**What to do:** Across all the records, filter for lines with the word "foliage" and copy them.

[Records excerpted from a collection]
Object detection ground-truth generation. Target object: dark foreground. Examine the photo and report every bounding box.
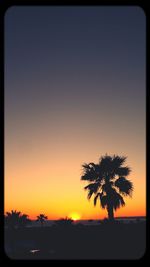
[5,221,146,259]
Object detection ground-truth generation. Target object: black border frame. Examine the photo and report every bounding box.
[0,0,148,264]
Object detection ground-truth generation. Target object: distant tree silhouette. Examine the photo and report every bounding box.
[81,155,133,221]
[19,214,31,228]
[36,214,48,226]
[5,210,31,229]
[5,210,21,229]
[55,217,73,227]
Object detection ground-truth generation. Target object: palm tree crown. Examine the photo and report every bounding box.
[5,210,31,228]
[36,214,48,226]
[19,214,31,228]
[81,155,133,220]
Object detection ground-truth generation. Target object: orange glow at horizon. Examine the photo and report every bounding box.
[69,212,81,221]
[5,140,146,220]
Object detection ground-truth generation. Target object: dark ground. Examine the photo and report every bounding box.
[5,221,146,260]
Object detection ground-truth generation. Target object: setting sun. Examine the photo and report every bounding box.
[69,212,81,221]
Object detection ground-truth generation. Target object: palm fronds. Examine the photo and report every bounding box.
[80,154,133,220]
[81,163,99,181]
[110,190,125,210]
[100,195,108,209]
[94,193,101,206]
[115,177,133,196]
[115,167,131,177]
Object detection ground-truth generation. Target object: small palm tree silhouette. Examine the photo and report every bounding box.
[5,210,31,228]
[36,214,48,226]
[55,217,73,227]
[19,214,31,228]
[81,155,133,221]
[5,210,21,229]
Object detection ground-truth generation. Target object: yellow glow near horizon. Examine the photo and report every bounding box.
[69,212,81,221]
[5,141,146,220]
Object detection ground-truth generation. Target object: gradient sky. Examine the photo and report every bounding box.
[5,6,146,220]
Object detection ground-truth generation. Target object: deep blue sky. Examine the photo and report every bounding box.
[5,6,145,116]
[5,5,146,146]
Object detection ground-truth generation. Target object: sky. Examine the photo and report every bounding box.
[5,6,146,220]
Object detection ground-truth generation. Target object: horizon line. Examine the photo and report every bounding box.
[30,215,146,221]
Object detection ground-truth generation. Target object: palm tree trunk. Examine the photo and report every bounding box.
[107,205,114,221]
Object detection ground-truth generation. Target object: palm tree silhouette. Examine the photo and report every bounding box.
[55,217,73,227]
[36,214,48,226]
[19,214,31,228]
[5,210,21,229]
[5,210,31,228]
[81,155,133,221]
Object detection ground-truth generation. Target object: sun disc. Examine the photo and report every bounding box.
[69,212,81,221]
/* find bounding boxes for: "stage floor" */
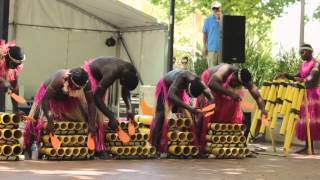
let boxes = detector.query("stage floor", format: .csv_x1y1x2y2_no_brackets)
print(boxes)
0,145,319,180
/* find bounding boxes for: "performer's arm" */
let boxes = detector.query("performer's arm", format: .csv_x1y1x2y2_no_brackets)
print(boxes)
245,83,267,116
202,81,215,104
40,84,56,133
9,78,19,114
83,82,97,135
208,74,238,99
121,86,134,120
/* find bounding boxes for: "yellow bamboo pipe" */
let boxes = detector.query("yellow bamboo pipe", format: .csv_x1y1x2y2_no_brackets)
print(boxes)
223,148,232,156
136,133,143,141
12,145,22,156
2,129,12,140
1,145,12,156
219,136,227,144
63,148,73,156
209,123,220,131
280,83,293,115
226,136,232,144
205,146,212,153
108,147,124,155
230,148,238,156
76,135,86,145
0,113,10,124
74,122,82,131
206,135,212,141
212,135,220,143
42,135,51,144
211,148,225,156
68,136,77,146
225,124,232,131
72,148,80,156
244,148,250,156
259,102,274,134
239,124,246,132
136,122,144,129
123,147,130,156
79,147,88,156
136,146,143,155
57,122,68,131
168,118,176,128
181,146,191,156
238,148,245,156
130,134,137,141
88,149,95,156
57,148,65,157
178,132,187,141
231,136,239,143
106,133,118,141
135,115,153,125
232,124,240,131
40,148,56,156
147,146,156,155
190,146,199,156
169,145,182,155
220,124,227,131
13,129,22,139
59,136,71,145
186,132,194,141
280,84,297,134
129,147,137,155
176,118,184,128
67,122,75,130
270,103,280,129
183,118,192,128
9,114,20,124
168,131,178,141
82,123,88,130
143,133,149,141
239,136,246,143
303,89,312,155
120,121,127,129
142,147,148,155
247,108,261,144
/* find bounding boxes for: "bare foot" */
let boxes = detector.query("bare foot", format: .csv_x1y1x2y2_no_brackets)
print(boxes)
295,147,308,154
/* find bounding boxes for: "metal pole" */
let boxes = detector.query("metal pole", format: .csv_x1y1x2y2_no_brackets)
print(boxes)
0,0,10,112
299,0,305,46
167,0,175,72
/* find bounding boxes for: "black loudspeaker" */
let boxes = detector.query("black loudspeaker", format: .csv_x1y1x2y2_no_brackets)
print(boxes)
221,15,246,63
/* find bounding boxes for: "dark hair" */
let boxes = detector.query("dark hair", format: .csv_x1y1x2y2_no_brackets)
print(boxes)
8,46,25,61
120,71,139,91
189,77,204,97
235,68,252,84
69,68,88,87
301,43,312,49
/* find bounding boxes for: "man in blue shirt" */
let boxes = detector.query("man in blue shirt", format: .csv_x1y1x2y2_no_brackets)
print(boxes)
202,1,221,68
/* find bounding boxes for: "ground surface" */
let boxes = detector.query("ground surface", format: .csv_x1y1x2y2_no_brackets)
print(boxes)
1,145,319,180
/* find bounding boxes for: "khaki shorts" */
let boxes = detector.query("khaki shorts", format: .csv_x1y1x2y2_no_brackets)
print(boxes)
207,51,220,68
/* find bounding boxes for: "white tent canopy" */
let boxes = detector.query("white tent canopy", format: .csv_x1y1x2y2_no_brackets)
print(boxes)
7,0,168,100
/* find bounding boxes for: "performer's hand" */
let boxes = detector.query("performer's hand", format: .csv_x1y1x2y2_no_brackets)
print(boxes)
127,111,135,121
261,110,268,118
191,107,203,115
230,93,241,101
108,119,119,131
294,77,304,82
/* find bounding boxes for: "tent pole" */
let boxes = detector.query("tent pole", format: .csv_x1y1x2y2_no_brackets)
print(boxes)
167,0,175,72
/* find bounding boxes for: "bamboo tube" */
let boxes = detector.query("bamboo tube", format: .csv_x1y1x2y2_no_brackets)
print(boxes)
176,118,184,128
247,108,261,144
230,148,238,156
42,135,51,144
244,148,250,155
123,147,130,156
178,132,187,141
67,122,75,130
2,129,12,140
190,146,199,156
69,136,77,146
136,146,143,155
231,136,239,143
280,84,297,135
106,133,118,141
0,130,2,138
139,127,150,134
63,148,73,156
205,146,212,153
186,132,194,141
168,131,178,141
143,133,149,141
239,124,246,132
12,145,22,156
226,136,232,144
183,118,192,128
239,136,246,143
9,114,20,124
13,129,22,139
72,148,80,156
76,135,86,145
219,136,227,144
40,148,56,156
211,148,225,156
209,123,220,131
57,148,65,157
142,147,148,155
129,147,137,155
136,133,143,141
220,124,227,131
227,124,233,131
120,121,127,129
60,136,71,145
238,148,245,156
108,147,124,155
148,147,156,155
169,145,182,155
223,148,232,156
136,122,144,129
0,113,10,124
2,145,12,156
181,146,191,156
212,136,220,143
88,149,95,156
74,122,82,131
134,115,153,125
82,123,88,130
79,147,88,156
57,122,68,131
232,124,240,131
130,134,137,141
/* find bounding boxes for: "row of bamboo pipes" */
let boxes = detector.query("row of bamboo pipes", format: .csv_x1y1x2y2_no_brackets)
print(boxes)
0,129,22,140
168,118,192,129
208,123,246,132
247,80,306,154
168,145,199,156
107,146,156,156
0,145,22,156
42,135,88,146
43,121,88,131
106,133,149,142
168,131,194,142
0,113,19,125
206,135,246,144
40,147,94,157
206,147,250,157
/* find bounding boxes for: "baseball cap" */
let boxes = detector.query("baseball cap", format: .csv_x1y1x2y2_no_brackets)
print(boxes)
211,1,221,9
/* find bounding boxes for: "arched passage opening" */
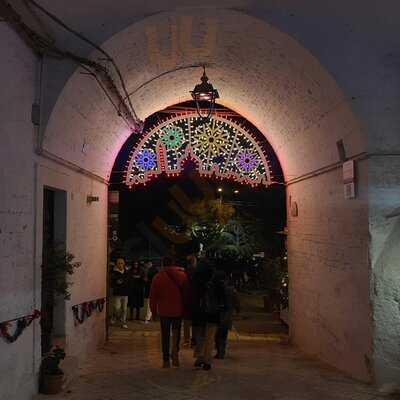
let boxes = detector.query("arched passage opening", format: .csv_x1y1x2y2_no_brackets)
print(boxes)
108,102,287,336
38,9,372,383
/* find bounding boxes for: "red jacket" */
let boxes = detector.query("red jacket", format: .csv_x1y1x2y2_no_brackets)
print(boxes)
150,266,188,318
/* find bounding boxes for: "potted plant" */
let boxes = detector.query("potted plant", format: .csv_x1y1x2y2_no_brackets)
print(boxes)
42,246,81,301
41,247,81,353
40,347,66,394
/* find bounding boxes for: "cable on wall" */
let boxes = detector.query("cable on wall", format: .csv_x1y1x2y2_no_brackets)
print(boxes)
0,0,142,132
118,64,205,114
25,0,139,121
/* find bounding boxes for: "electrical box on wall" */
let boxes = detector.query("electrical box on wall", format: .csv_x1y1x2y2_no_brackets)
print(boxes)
343,160,356,199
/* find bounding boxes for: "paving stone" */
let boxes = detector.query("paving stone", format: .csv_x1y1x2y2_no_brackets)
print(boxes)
34,326,385,400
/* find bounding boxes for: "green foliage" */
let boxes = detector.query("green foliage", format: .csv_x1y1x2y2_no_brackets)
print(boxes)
209,219,257,259
41,347,66,375
188,199,231,247
42,247,81,300
187,198,262,262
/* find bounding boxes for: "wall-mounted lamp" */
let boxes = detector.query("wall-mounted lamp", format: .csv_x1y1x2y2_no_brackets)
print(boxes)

**Answer to this exercise:**
/* find bounding boxes for: "green foliage" */
let boxes = detector.query("green foliage", format: .csv_x1y1x2y2_no_brackets)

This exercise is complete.